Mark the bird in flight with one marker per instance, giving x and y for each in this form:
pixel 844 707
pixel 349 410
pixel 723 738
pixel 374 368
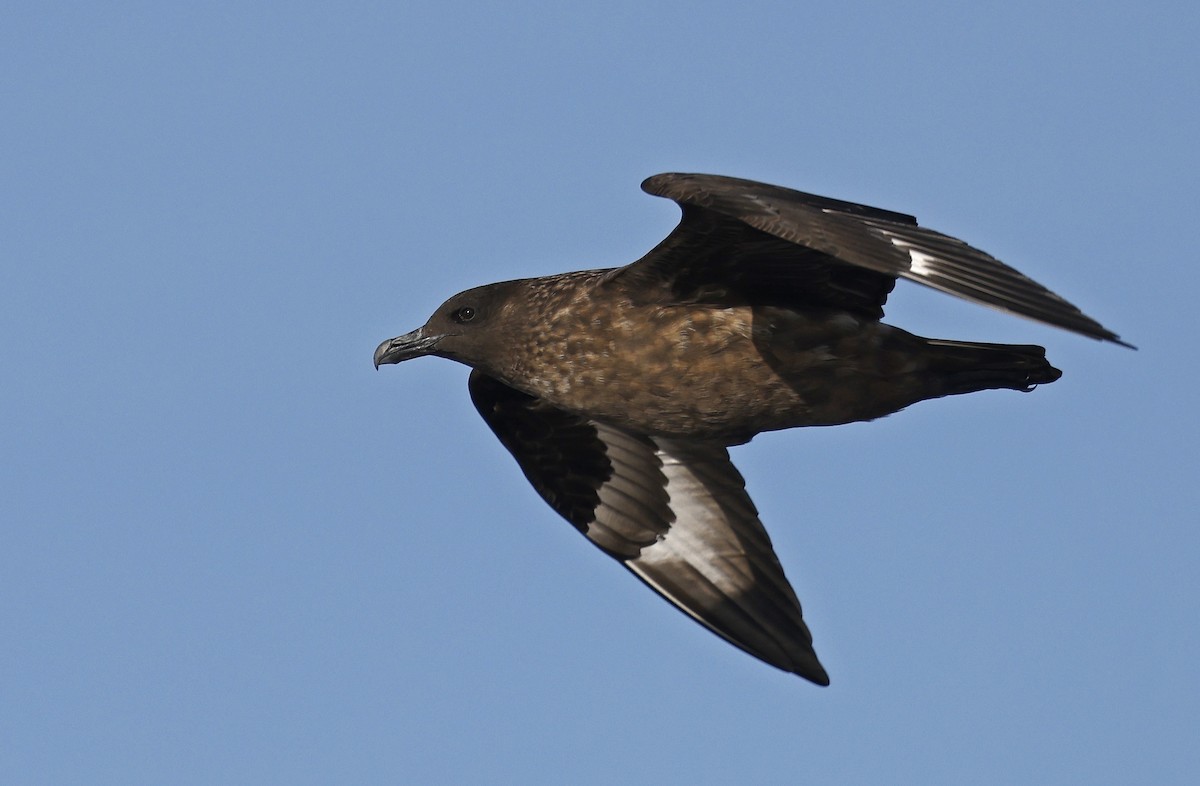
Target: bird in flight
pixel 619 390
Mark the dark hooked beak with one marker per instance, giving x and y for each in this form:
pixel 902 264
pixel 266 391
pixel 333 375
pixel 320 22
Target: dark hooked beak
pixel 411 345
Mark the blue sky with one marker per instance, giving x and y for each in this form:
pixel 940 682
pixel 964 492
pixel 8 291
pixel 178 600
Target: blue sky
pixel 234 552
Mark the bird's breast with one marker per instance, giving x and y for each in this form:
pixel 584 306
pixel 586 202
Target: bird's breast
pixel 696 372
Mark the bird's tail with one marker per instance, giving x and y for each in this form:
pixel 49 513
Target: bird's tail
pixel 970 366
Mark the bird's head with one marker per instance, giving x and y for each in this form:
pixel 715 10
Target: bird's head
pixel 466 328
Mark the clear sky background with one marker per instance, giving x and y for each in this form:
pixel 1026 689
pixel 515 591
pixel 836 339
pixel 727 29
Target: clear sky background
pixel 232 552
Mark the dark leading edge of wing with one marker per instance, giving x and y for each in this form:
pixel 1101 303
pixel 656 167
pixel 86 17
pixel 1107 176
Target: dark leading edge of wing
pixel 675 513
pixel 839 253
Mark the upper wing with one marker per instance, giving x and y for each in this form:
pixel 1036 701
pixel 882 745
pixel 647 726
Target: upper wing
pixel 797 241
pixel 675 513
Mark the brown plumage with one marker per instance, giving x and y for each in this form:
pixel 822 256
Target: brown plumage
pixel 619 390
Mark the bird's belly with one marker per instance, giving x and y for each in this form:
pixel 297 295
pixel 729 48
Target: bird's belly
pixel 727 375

____________________

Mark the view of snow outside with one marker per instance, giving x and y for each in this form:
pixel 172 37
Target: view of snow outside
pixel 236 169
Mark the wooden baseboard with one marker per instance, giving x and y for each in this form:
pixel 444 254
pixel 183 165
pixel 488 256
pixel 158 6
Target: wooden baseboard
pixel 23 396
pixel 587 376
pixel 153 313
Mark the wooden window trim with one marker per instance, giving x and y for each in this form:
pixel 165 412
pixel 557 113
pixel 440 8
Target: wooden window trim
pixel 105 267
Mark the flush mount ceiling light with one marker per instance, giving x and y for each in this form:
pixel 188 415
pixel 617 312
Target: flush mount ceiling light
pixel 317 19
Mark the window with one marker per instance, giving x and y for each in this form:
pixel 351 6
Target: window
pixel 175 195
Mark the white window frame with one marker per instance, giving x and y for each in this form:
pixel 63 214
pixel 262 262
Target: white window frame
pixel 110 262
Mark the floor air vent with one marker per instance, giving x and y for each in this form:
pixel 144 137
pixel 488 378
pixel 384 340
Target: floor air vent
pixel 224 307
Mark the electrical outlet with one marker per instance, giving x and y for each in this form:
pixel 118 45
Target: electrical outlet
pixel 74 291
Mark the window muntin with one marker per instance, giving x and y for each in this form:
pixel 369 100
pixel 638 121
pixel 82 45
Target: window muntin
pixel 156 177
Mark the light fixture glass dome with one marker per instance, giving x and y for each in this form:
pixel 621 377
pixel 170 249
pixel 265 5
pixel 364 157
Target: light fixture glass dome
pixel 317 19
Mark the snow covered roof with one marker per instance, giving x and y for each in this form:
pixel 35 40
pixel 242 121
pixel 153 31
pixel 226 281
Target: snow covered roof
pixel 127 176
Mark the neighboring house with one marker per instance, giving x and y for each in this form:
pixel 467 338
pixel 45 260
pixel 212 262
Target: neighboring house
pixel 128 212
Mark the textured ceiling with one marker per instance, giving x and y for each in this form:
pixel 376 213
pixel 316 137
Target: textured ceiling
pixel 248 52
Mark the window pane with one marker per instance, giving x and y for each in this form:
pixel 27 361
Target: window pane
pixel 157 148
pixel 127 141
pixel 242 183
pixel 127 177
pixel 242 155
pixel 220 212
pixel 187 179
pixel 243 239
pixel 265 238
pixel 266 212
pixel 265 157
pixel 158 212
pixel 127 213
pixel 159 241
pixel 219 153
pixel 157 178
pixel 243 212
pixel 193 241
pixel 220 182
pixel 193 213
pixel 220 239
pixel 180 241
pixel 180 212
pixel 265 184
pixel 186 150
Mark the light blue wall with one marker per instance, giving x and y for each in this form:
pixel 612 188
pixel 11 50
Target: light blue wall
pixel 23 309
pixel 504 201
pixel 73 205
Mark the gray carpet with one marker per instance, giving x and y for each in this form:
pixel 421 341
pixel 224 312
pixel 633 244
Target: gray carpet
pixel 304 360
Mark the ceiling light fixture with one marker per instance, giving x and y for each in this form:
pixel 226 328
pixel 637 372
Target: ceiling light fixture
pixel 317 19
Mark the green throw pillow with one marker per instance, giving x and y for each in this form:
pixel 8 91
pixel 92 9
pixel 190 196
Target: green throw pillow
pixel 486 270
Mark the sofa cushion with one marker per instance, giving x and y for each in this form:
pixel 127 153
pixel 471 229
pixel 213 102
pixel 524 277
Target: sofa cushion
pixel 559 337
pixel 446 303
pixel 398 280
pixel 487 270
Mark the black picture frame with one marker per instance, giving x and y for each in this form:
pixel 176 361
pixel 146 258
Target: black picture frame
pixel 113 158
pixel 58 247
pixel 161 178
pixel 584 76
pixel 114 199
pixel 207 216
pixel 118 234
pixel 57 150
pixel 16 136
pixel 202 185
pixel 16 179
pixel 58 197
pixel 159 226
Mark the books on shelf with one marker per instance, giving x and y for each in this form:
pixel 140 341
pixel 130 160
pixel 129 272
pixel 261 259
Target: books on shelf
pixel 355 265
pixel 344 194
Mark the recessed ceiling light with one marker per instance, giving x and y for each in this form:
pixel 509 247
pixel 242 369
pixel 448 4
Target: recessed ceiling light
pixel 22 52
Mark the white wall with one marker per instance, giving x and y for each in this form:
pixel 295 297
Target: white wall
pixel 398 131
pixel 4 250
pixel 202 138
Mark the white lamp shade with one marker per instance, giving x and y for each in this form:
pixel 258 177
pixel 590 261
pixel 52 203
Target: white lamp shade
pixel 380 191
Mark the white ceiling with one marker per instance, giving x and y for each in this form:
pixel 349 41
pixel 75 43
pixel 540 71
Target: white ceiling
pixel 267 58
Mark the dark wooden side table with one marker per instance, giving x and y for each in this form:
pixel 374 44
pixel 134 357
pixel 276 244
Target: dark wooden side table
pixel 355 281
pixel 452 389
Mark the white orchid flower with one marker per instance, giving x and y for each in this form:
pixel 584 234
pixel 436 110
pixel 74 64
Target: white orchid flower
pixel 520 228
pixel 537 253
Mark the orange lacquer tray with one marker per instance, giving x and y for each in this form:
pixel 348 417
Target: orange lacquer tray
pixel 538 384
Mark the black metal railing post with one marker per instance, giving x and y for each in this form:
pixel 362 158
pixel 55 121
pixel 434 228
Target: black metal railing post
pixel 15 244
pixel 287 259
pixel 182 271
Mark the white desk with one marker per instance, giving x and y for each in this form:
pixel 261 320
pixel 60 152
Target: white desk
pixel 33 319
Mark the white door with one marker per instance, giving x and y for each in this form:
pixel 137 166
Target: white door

____________________

> _STATED GOAL_
Rewrite everything from the line containing "Mark the bird in" down to and including the line containing "pixel 970 366" as a JSON list of strings, one string per line, with blank lines and pictures left out.

> _THE SOLUTION_
[
  "Mark the bird in flight with one marker per instance, giving x and y for each in this form:",
  "pixel 844 707",
  "pixel 349 410",
  "pixel 723 738",
  "pixel 374 368",
  "Target: bird in flight",
  "pixel 619 390",
  "Mark the dark hooked beak with one marker per instance, giving x and y for each in this form:",
  "pixel 902 264",
  "pixel 266 391",
  "pixel 333 375",
  "pixel 320 22",
  "Target: dark hooked beak",
  "pixel 411 345",
  "Mark the blue sky with one marker per instance, giving x and y for each in this form:",
  "pixel 940 682",
  "pixel 964 492",
  "pixel 8 291",
  "pixel 178 600",
  "Target: blue sky",
  "pixel 234 552",
  "Mark the bird's breast with one marker per instance, giving x and y for each in this form:",
  "pixel 584 306",
  "pixel 586 202",
  "Target: bird's breast",
  "pixel 696 372",
  "Mark the bird's tail with one marker per instance, giving x and y for each in this form:",
  "pixel 49 513",
  "Target: bird's tail",
  "pixel 970 366"
]